[start of THE DATA]
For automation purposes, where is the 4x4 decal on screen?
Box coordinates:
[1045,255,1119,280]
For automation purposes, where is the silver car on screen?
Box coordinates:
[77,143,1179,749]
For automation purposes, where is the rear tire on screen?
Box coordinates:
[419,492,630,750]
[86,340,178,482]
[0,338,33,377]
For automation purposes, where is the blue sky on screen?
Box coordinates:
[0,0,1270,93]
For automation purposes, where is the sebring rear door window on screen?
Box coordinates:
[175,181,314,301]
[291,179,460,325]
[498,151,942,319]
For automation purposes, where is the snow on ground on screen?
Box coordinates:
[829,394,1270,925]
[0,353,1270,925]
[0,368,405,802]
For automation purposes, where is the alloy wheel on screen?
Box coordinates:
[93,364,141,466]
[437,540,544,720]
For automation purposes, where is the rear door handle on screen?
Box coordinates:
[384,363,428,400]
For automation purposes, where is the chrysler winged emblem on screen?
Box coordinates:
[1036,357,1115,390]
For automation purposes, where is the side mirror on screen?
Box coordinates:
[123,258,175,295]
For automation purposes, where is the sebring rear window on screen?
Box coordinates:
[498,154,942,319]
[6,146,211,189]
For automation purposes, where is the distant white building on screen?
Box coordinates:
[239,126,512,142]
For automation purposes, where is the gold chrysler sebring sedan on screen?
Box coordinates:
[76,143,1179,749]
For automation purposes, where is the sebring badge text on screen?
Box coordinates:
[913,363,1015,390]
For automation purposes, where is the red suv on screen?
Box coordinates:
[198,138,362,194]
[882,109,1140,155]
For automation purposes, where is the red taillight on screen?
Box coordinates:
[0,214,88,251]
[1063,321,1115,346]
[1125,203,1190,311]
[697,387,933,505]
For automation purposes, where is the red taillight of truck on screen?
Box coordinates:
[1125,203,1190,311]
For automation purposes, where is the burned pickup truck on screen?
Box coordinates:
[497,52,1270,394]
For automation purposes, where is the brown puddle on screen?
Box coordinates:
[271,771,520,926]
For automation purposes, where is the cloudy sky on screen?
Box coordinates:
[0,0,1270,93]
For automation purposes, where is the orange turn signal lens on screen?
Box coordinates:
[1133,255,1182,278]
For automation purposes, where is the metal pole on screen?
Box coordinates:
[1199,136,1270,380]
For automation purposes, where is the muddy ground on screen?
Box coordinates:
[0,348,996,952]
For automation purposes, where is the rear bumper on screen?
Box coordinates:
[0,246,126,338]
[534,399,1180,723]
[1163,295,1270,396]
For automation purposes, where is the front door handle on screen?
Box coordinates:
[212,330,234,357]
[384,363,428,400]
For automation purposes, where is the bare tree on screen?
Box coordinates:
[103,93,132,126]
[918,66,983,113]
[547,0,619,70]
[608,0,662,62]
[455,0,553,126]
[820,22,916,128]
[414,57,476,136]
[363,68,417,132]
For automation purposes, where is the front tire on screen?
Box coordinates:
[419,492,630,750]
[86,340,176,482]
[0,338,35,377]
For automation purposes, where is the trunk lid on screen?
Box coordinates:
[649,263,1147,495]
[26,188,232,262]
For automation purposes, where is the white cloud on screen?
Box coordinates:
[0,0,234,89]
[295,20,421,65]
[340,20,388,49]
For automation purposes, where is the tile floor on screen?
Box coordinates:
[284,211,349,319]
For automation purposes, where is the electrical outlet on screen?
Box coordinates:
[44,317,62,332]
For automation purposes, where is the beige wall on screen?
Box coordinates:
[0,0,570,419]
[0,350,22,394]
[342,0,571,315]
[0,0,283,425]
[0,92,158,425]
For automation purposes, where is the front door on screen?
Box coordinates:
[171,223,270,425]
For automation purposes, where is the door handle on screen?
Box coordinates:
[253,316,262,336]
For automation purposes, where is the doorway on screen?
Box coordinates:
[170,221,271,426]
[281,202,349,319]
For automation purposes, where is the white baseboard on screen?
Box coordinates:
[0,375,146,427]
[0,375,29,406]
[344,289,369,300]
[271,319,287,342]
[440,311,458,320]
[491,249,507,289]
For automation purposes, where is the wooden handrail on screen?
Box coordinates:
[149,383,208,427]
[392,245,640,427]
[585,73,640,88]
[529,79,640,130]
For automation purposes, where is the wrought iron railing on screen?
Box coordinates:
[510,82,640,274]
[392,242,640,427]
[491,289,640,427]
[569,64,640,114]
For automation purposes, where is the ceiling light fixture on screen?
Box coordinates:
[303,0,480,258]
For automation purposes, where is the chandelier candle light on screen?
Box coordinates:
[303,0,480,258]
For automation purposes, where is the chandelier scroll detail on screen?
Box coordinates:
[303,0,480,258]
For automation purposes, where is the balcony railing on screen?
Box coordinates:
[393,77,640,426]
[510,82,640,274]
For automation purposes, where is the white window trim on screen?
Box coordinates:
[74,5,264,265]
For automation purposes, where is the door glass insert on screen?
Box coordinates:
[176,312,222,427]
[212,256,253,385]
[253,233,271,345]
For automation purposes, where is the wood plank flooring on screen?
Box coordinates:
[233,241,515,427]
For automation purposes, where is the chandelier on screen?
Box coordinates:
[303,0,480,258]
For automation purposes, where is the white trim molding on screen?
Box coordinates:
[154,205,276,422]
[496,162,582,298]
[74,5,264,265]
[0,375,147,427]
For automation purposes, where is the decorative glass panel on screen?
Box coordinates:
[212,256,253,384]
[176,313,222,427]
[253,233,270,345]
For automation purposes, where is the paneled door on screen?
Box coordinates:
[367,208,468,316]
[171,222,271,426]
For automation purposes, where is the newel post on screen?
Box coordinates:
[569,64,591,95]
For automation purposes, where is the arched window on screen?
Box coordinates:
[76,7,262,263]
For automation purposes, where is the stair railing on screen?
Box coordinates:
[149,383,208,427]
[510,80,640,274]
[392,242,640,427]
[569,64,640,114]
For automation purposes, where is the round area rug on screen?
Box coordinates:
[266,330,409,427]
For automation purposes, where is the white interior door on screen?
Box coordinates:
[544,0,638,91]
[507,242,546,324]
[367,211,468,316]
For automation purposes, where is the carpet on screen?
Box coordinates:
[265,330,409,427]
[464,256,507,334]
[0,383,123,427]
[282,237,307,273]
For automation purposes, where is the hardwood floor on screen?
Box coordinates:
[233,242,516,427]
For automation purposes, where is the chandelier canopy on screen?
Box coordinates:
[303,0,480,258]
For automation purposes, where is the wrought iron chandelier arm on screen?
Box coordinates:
[end of THE DATA]
■ WHAT THE EXERCISE ASKS
Please rewrite all of the items above as a numbered list, with the blank lines left out.

■ FINAL RESULT
1. For automation purposes, where is the 4x4 decal on screen?
2. Box coordinates:
3. [1045,255,1119,280]
4. For automation purposes, where is the silver car on screen?
5. Box coordinates:
6. [77,143,1179,749]
7. For automation purposes, where is the rear tire on screen?
8. Box coordinates:
9. [419,492,630,750]
10. [86,340,178,482]
11. [0,338,33,377]
12. For automation purposes, where is the blue sky on screen?
13. Box coordinates:
14. [0,0,1270,93]
15. For automation purposes, where is the sebring rear door window on screen?
16. Box coordinates:
17. [175,181,314,301]
18. [291,179,460,325]
19. [498,151,942,319]
20. For automation purposes, where is the snow on ground on screen?
21. Box coordinates:
22. [829,394,1270,925]
23. [0,353,1270,925]
24. [0,368,405,802]
25. For automation purposes, where is the alloy wheel on screen?
26. Box coordinates:
27. [93,364,141,466]
28. [437,540,544,720]
29. For automation purposes, where is the rear door handle on screen?
30. Box coordinates:
31. [384,363,428,400]
32. For automation purposes, where is the chrysler winged emblem on screen?
33. Box coordinates:
34. [1036,357,1115,390]
35. For automation purposes, where is the side mirror on screen?
36. Box coordinates:
37. [123,258,175,295]
38. For automation purposes, where is the sebring rear window on screen?
39. Box coordinates:
40. [498,154,942,319]
41. [6,146,211,189]
42. For automation purposes, where is the distant white building on screen?
43. Box coordinates:
44. [239,126,512,142]
45. For automation purposes, where is the gold chrysler sebring sedan on screen?
46. Box coordinates:
47. [76,143,1179,749]
48. For automation purposes, where is the sebring badge text on screen?
49. Box coordinates:
50. [913,363,1015,390]
51. For automation purposes, where is the red suv on screen?
52. Box coordinates:
53. [198,138,362,194]
54. [882,109,1140,155]
55. For automation purposes, where is the red taillight on screen?
56. Box coordinates:
57. [0,214,88,251]
58. [1063,321,1115,346]
59. [1125,203,1190,311]
60. [697,387,933,505]
61. For automation purposes, where is the red taillight of truck on screen?
62. Box coordinates:
63. [1125,203,1190,311]
64. For automation purposes, where is the burned pickup truck on screen?
65. Box coordinates:
66. [497,52,1270,394]
67. For automation purposes, where is the brown puddle on screen?
68. Box coordinates:
69. [271,771,520,926]
70. For automation purposes, where is the cloudy sky on screen?
71. Box coordinates:
72. [0,0,1270,93]
73. For automation purposes, where is the orange turn signal lens on screen?
74. Box coordinates:
75. [1133,255,1182,278]
76. For automation purposes, where is the metal pole on screen?
77. Box coordinates:
78. [1199,136,1270,380]
79. For automation purposes, where is the muddy ground on screen?
80. Box coordinates:
81. [0,348,996,952]
82. For automation purposes, where is the rear bumper on screen?
83. Box coordinates:
84. [0,246,126,338]
85. [534,399,1180,723]
86. [1163,295,1270,396]
87. For automation purposes, where is the front door handle on screen?
88. Box coordinates:
89. [212,330,234,357]
90. [384,363,428,400]
91. For automation purposes, where is the bare tree on screen?
92. Box coordinates:
93. [103,93,132,126]
94. [918,66,983,113]
95. [547,0,619,70]
96. [608,0,662,62]
97. [455,0,553,126]
98. [820,22,916,128]
99. [414,57,476,136]
100. [363,68,417,132]
101. For automation purposes, where is the front tire on screen?
102. Box coordinates:
103. [419,492,630,750]
104. [86,340,176,482]
105. [0,338,35,377]
106. For automation purposes, where is the trunk lid on screen?
107. Box coordinates:
108. [649,263,1147,495]
109. [26,188,232,262]
110. For automation purposes, where is the white cloud on screen?
111. Box coordinates:
112. [0,0,234,89]
113. [295,20,421,65]
114. [340,20,388,49]
115. For automation purposes, where is the tile floor on screen?
116. Box coordinates:
117. [284,211,349,319]
118. For automation purposes, where is the electrical outlet on screen?
119. Box coordinates:
120. [44,317,62,332]
121. For automation purposes, where is the beige wall on screen?
122. Box coordinates:
123. [0,0,570,419]
124. [0,350,22,394]
125. [342,0,571,315]
126. [0,0,283,425]
127. [0,92,158,425]
128. For automation purposes, where is the front door on screen?
129. Box coordinates:
130. [171,223,270,425]
131. For automation purposes, where is the door handle on screen?
132. Box coordinates:
133. [253,316,262,336]
134. For automation purposes, where is the doorway on screen?
135. Box coordinates:
136. [170,221,271,426]
137. [281,202,349,319]
138. For automation purposes, where is the white baseboard on screen?
139. Box coordinates:
140. [0,375,146,427]
141. [0,375,29,406]
142. [344,289,369,300]
143. [271,319,287,342]
144. [440,311,458,320]
145. [491,249,507,289]
146. For automation purposes, where is the wooden handrail on screen?
147. Box coordinates:
148. [149,383,208,427]
149. [392,245,640,427]
150. [585,73,640,88]
151. [529,79,640,130]
152. For automation purposes, where is the wrought iron railing on screen?
153. Box coordinates:
154. [510,82,640,274]
155. [392,242,640,427]
156. [491,289,640,427]
157. [569,64,640,114]
158. For automation purposes, where is the ceiling light fixture on screen?
159. Box coordinates:
160. [303,0,480,258]
161. For automation purposes, where is the chandelier candle light on screen?
162. Box coordinates:
163. [303,0,480,258]
164. For automation purposes, where is the chandelier scroll detail on screen?
165. Box coordinates:
166. [303,0,480,258]
167. For automation purposes, where is the balcony railing on screen?
168. Box coordinates:
169. [393,77,640,426]
170. [510,82,640,274]
171. For automation purposes, where is the white window trim on screen?
172. Box coordinates:
173. [74,5,264,265]
174. For automation purposes, where is the door glass insert on screen?
175. Box coordinates:
176. [176,312,222,427]
177. [212,256,253,385]
178. [253,233,271,345]
179. For automation purposes, where is the wood plank flooring on screen?
180. Box coordinates:
181. [233,241,515,427]
182. For automation purposes, where is the chandelier on screen?
183. Box coordinates:
184. [303,0,480,258]
185. For automation purposes, where is the white trim molding on screen?
186. Box coordinates:
187. [154,205,276,422]
188. [496,162,582,298]
189. [74,5,264,265]
190. [0,375,147,427]
191. For automation purposes, where is the decorative glass panel on screen?
192. Box coordinates:
193. [212,256,253,384]
194. [176,313,222,427]
195. [253,233,270,345]
196. For automation purposes, where is the paneled door on screen?
197. Box coordinates:
198. [367,208,468,316]
199. [171,222,271,426]
200. For automation purposes, where is the newel post on screen?
201. Box coordinates:
202. [569,64,591,95]
203. For automation purposes, where is the arched window on screen?
204. Box coordinates:
205. [76,7,262,263]
206. For automation purposes, where is the stair railing on screen?
207. Box coordinates:
208. [149,383,208,427]
209. [510,80,640,274]
210. [392,242,640,427]
211. [569,64,640,114]
212. For automation purposes, where is the round area rug on screen?
213. Box coordinates:
214. [266,330,409,427]
215. For automation purposes, where is the white interior door on screen?
216. Box coordinates:
217. [544,0,638,91]
218. [507,242,546,324]
219. [367,211,468,316]
220. For automation purposes, where is the carpet on screen?
221. Box coordinates:
222. [265,330,409,427]
223. [464,256,507,334]
224. [0,383,123,427]
225. [282,237,307,273]
226. For automation purposes, where is the hardwood floor on screen?
227. Box coordinates:
228. [233,242,516,427]
229. For automation purposes, where is the chandelier canopy on screen?
230. Box coordinates:
231. [303,0,480,258]
232. For automation purposes, where is the wrought iron chandelier arm on screen?
233. Box coordinates:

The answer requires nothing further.